TASK
Write out the following lines word for word, with no changes.

* * * *

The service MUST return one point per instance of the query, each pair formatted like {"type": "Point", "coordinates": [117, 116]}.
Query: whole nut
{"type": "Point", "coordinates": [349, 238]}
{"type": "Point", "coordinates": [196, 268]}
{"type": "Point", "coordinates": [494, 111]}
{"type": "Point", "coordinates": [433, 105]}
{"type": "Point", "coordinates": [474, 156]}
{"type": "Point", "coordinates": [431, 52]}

* * * *

SOLUTION TO THIS TASK
The service MUST return one point per instance of the query, each pair formatted like {"type": "Point", "coordinates": [117, 116]}.
Query: whole nut
{"type": "Point", "coordinates": [349, 238]}
{"type": "Point", "coordinates": [196, 268]}
{"type": "Point", "coordinates": [494, 111]}
{"type": "Point", "coordinates": [433, 105]}
{"type": "Point", "coordinates": [474, 156]}
{"type": "Point", "coordinates": [431, 52]}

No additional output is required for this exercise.